──────── Records shown ────────

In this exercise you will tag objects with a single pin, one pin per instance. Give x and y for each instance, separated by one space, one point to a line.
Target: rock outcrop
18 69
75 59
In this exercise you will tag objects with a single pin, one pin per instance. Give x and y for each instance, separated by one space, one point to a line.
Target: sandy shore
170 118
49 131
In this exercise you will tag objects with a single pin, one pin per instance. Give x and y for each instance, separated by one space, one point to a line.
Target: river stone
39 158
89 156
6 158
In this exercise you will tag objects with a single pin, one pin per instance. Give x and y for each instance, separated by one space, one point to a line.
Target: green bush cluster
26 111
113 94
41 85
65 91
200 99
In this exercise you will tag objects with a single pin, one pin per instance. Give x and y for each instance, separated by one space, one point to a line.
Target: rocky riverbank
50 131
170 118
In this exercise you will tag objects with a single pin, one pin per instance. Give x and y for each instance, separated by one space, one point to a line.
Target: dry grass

────────
──────── Records shown ────────

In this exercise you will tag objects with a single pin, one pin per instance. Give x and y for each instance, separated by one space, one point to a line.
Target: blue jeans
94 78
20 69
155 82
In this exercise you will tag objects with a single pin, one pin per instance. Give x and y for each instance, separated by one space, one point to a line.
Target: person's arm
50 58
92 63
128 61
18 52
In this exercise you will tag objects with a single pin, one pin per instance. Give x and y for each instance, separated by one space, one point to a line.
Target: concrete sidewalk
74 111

────────
──────── Records shown ────────

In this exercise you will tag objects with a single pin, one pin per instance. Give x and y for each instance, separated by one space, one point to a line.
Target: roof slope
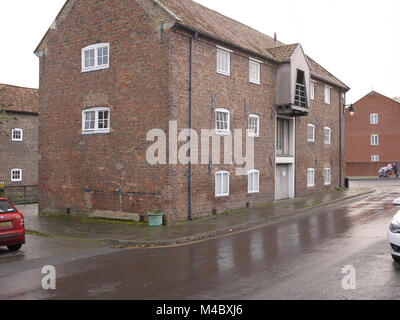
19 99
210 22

────────

From the records above, quote only the lines running from the line with "Target: river stone" to the line with "Target: dry grass", both lines included.

__Output for this task__
Target: river stone
39 158
89 156
6 158
In this exercise you will tag objects with a single pin, one pin per instance. Give x and y for each instance, separated by one space, one point to a line.
Target: green bush cluster
26 111
113 94
41 85
65 91
200 99
In this exercise you will tag objects with a single pin, one pin per instance. Give x and y for each instance, separated by one space, one point to a line.
Target: rocky riverbank
50 131
170 118
In this exercise you will tag objects with a single pin, one pin per instance. Give x and y for each instance, separated by one space, one point to a line.
Target: dry grass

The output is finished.